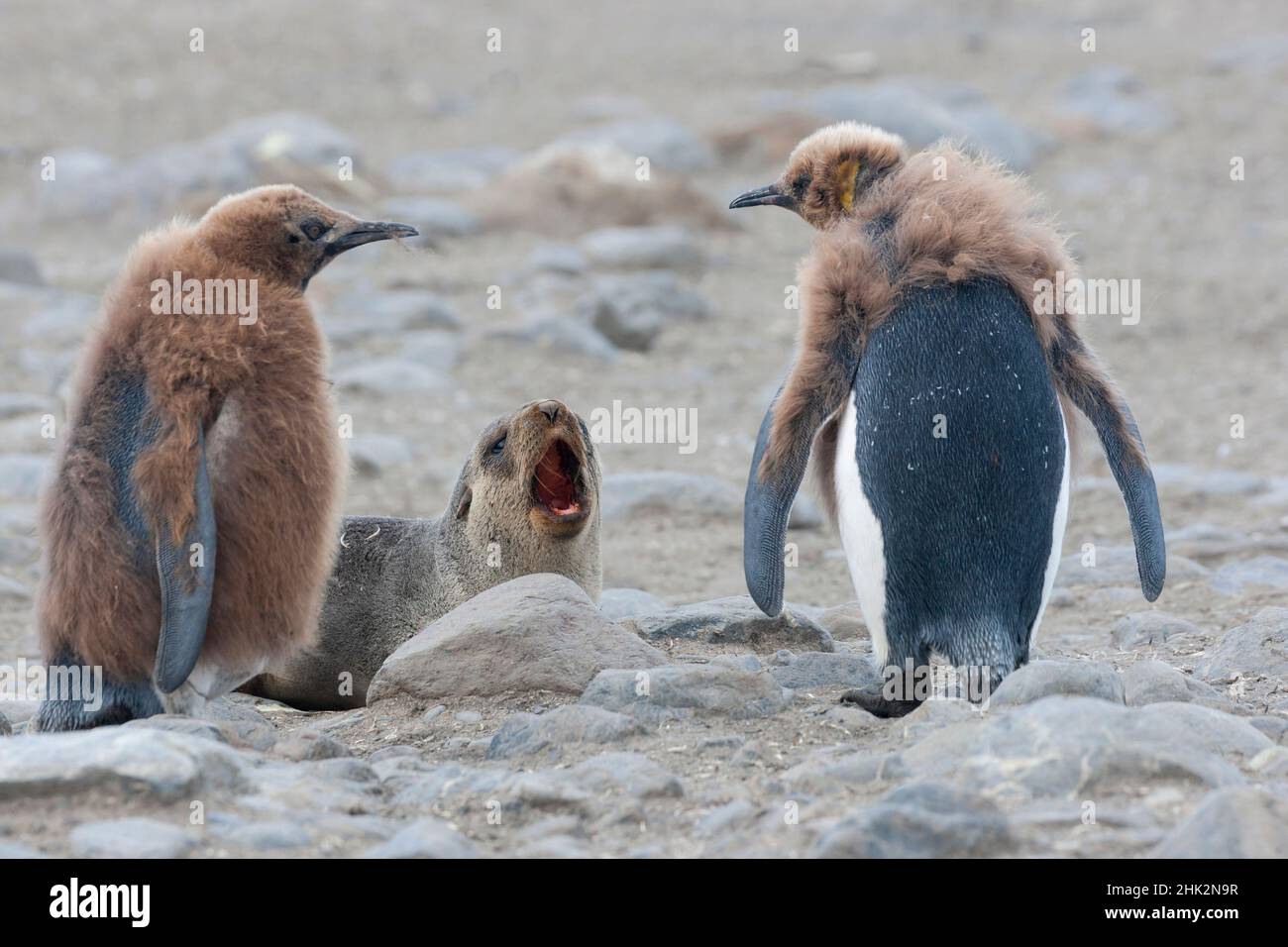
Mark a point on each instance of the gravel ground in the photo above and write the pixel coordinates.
(1167, 720)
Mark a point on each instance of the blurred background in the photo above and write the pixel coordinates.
(513, 134)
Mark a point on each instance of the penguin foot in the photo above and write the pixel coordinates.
(874, 699)
(116, 703)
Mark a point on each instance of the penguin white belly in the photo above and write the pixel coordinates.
(1057, 523)
(861, 534)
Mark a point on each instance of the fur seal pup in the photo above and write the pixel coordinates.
(938, 381)
(527, 501)
(191, 525)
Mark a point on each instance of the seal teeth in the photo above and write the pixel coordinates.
(554, 487)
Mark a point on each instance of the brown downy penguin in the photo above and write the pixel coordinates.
(938, 382)
(527, 500)
(192, 521)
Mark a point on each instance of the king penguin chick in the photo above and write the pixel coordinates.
(213, 425)
(934, 382)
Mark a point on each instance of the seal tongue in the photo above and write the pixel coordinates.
(554, 487)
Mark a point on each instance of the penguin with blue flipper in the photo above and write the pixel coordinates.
(193, 514)
(934, 382)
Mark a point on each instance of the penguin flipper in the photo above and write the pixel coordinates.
(187, 581)
(1115, 424)
(1091, 390)
(767, 508)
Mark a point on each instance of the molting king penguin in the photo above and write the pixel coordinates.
(193, 515)
(934, 384)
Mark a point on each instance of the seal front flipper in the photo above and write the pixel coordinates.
(187, 578)
(1125, 450)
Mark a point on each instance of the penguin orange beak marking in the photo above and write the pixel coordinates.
(369, 232)
(764, 195)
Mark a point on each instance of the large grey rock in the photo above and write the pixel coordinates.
(642, 248)
(1039, 680)
(130, 838)
(735, 620)
(22, 474)
(926, 819)
(533, 633)
(1233, 822)
(526, 735)
(1060, 745)
(623, 603)
(115, 759)
(1150, 629)
(630, 495)
(1155, 682)
(425, 838)
(660, 693)
(833, 768)
(823, 669)
(844, 621)
(1258, 647)
(631, 774)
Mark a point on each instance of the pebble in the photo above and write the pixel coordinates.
(1236, 822)
(678, 690)
(733, 621)
(550, 735)
(668, 492)
(1258, 647)
(535, 633)
(425, 838)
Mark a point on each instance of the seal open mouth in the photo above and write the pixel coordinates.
(555, 484)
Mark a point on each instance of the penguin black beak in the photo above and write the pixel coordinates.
(764, 195)
(369, 232)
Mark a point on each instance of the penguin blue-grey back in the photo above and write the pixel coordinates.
(935, 394)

# PROBLEM STATEMENT
Once the pictures are removed, set down what remains of the entries above exactly.

# OUTPUT FOR THIS EXERCISE
Mark a point on each instance of the gravel ground in the photo above and write the pixel coordinates.
(1167, 720)
Mark a point on each instance of the blurred background in the photo above and write the pixel coordinates.
(513, 134)
Mark a point on each instance of the penguin foot in the photo above and write the pixel coordinates.
(874, 699)
(116, 703)
Mark a point on each instance of the penguin white belly in the photo above and write the pixel coordinates.
(1057, 523)
(861, 534)
Mark a point on each instance of the fur seal pup in the photo above and write the pixel coordinates.
(938, 381)
(527, 501)
(191, 525)
Mark a point on each instance of the seal teeth in the photo above and write the pixel coordinates.
(554, 487)
Mark a point on each instance of the brown downy penguin in the photo above and write the pixel coordinates.
(938, 382)
(527, 500)
(192, 521)
Mark a point on each instance of the king penguin chick in the photo above and write the pixel coordinates.
(213, 425)
(934, 382)
Mark a point on each instance of the seal tongue in the photo above and write the pixel coordinates.
(554, 487)
Mark a point on each instance of the penguin with blue flipper in the photo above and write the pixel coordinates.
(193, 514)
(934, 382)
Mark a point on each instance of the penguin flipper in the photo above and write the pixel coordinates.
(187, 581)
(1115, 424)
(1091, 390)
(767, 508)
Mark a point on each instance of the molting king penguin in the photo above and write the pixel coordinates.
(193, 515)
(934, 384)
Mark a point on each instance of the seal front flipper in the photo above and write the pixel coordinates.
(187, 578)
(1125, 450)
Mark a point on each instance of the penguin orange beak marking in the photo above and write the pixel coordinates.
(369, 232)
(764, 195)
Mark a point on each instance of the large grey rock in the photo above and write the pixel coordinates.
(642, 248)
(1039, 680)
(130, 838)
(735, 620)
(22, 474)
(926, 819)
(533, 633)
(1233, 822)
(526, 735)
(1060, 745)
(623, 603)
(115, 759)
(1150, 629)
(630, 495)
(1155, 682)
(425, 838)
(660, 693)
(833, 768)
(823, 669)
(844, 621)
(1258, 647)
(631, 774)
Mark a point on each instance of the pebble in the photo above and write the pixel coordinates.
(1236, 822)
(678, 690)
(733, 621)
(550, 735)
(668, 492)
(1258, 647)
(535, 633)
(425, 838)
Mark a point on each instance of the seal open mouth in the photo above and write the pixel coordinates.
(555, 484)
Mark a point on each instance of the penguin black beak in the photo above and write the pixel coordinates.
(764, 195)
(369, 232)
Mark a point on each instance of the penguin blue-grey back in the photo above and write the pixel coordinates.
(935, 394)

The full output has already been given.